Problem to solve:
Send back all the data below, exactly as given.

Source data:
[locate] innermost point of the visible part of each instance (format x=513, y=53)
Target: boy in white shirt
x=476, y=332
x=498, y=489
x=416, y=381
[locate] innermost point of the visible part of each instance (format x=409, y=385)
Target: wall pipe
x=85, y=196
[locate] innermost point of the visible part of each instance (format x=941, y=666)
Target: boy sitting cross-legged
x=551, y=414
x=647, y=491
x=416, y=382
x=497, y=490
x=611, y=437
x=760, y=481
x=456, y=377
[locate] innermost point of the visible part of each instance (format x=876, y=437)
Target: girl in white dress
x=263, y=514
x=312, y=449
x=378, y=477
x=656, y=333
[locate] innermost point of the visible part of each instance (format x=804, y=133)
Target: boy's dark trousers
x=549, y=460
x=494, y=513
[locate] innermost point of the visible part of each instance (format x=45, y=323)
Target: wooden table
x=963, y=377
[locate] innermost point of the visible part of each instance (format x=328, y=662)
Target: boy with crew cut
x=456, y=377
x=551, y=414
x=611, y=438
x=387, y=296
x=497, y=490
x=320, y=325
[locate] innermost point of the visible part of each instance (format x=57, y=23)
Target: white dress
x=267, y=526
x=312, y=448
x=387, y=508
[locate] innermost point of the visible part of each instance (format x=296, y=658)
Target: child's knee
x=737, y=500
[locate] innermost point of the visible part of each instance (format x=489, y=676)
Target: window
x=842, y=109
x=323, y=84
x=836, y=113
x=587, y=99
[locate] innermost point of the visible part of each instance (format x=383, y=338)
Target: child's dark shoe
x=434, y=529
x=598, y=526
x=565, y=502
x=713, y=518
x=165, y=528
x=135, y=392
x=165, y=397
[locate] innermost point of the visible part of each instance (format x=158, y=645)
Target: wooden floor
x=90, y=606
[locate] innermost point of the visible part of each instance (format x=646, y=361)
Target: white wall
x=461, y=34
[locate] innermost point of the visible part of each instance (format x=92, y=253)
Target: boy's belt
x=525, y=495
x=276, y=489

Solution for this problem:
[locate] innermost point of the visible part of each instance (format x=513, y=53)
Target: boy in white shirt
x=476, y=332
x=498, y=489
x=416, y=381
[locate] innermost point of the visible part of each instance (format x=409, y=385)
Target: wall pipe
x=85, y=196
[locate] innermost point of the visible part of each instance (format x=941, y=666)
Target: boy sitting cross-legged
x=551, y=414
x=647, y=491
x=416, y=382
x=497, y=490
x=611, y=437
x=760, y=481
x=456, y=377
[locate] innermost point of the visible part of each instance (format x=876, y=437)
Target: girl in white dress
x=263, y=514
x=312, y=449
x=378, y=477
x=656, y=333
[locate] innermost point of the visible part of each instance (format x=804, y=133)
Target: boy's dark trousers
x=549, y=460
x=494, y=513
[locate] innermost point of the visible part of each instance (format x=45, y=323)
Target: wooden table
x=963, y=377
[locate] innermost point of the visible part of each instance (format x=328, y=662)
Target: boy with crew cut
x=456, y=377
x=551, y=414
x=611, y=438
x=387, y=296
x=497, y=490
x=320, y=325
[locate] innermost point of the visible part of each instance (format x=57, y=23)
Target: white dress
x=267, y=526
x=312, y=448
x=387, y=508
[locate] innermost point of the visible part of each instance (format x=296, y=658)
Target: child's knee
x=737, y=500
[locate] innermost point of the visible part of each instance (format x=489, y=676)
Target: window
x=842, y=109
x=323, y=84
x=836, y=113
x=587, y=99
[locate] innermost point of the visible part of each instance (format x=383, y=338)
Target: child's dark shoe
x=434, y=529
x=598, y=526
x=565, y=502
x=713, y=518
x=165, y=528
x=135, y=392
x=165, y=397
[locate] innermost point of the visible part of each instance (format x=158, y=645)
Target: wooden floor
x=90, y=606
[locate] innermost point of the visible part of each instance (format x=646, y=361)
Target: white wall
x=461, y=34
[locate] innermost point of the visible part of each instance (format x=92, y=253)
Target: boy's belt
x=525, y=495
x=276, y=489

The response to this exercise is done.